▶ [Selected passage]:

>>>>

But there was backlash. The train ended before the actual airport, so passengers had to switch to a bus. “Internally, we used to call it ‘take the train to the bus to the plane,’ ” said Trudy L. Mason, who helped oversee the express train service at the transportation authority.
And everyday subway-goers had to be reminded not to step onto the specially marked express trains, which loaded at the regular subway platforms. “One erring passenger did find his way aboard,” a reporter for The Times noted in May 1979. “When the conductor tried to collect the $3 fare, the man apparently thought he was being shaken down and refused to pay.”
The trains, graffiti-free and patrolled by a police officer, were the cleanest in the system, which some riders seemed to resent. “These brand new air-conditioned J.F.K. trains pull into stations with horns blaring,” Joseph J. Filippone of South Ozone Park, Queens, wrote to The Times on July 18, 1979. “They go gliding by, almost always at least three-quarters empty, while thousands of commuters are resigned to stuff themselves into already overcrowded, hot and dirty trains.”

<<<<

▶ [Exercise A]: In the airport train passage, what did Trudy L. Mason help oversee at the transportation authority?
▶ [Exercise B]: Rewrite the airport train passage from "But there was" to "the transportation authority.", putting "shuttle" in place of "bus".
▶ [Exercise C]: Condense the paragraph of the airport train passage that begins "The trains, graffiti-free" into a shorter version that keeps its main facts.

▶ [Supplied information]:
>>>>

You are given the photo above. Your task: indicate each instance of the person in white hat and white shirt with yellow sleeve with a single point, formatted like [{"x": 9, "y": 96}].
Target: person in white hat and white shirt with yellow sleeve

<<<<

▶ [Written answer A]: The express train service.

▶ [Written answer B]:
But there was backlash. The train ended before the actual airport, so passengers had to switch to a shuttle. “Internally, we used to call it ‘take the train to the shuttle to the plane,’ ” said Trudy L. Mason, who helped oversee the express train service at the transportation authority.

▶ [Written answer C]: The graffiti-free, police-patrolled trains were the cleanest in the system, and some riders resented them. In a July 18, 1979, letter to The Times, Joseph J. Filippone of South Ozone Park, Queens, complained that the new air-conditioned J.F.K. trains glided by mostly empty while thousands of commuters crowded into hot, dirty trains.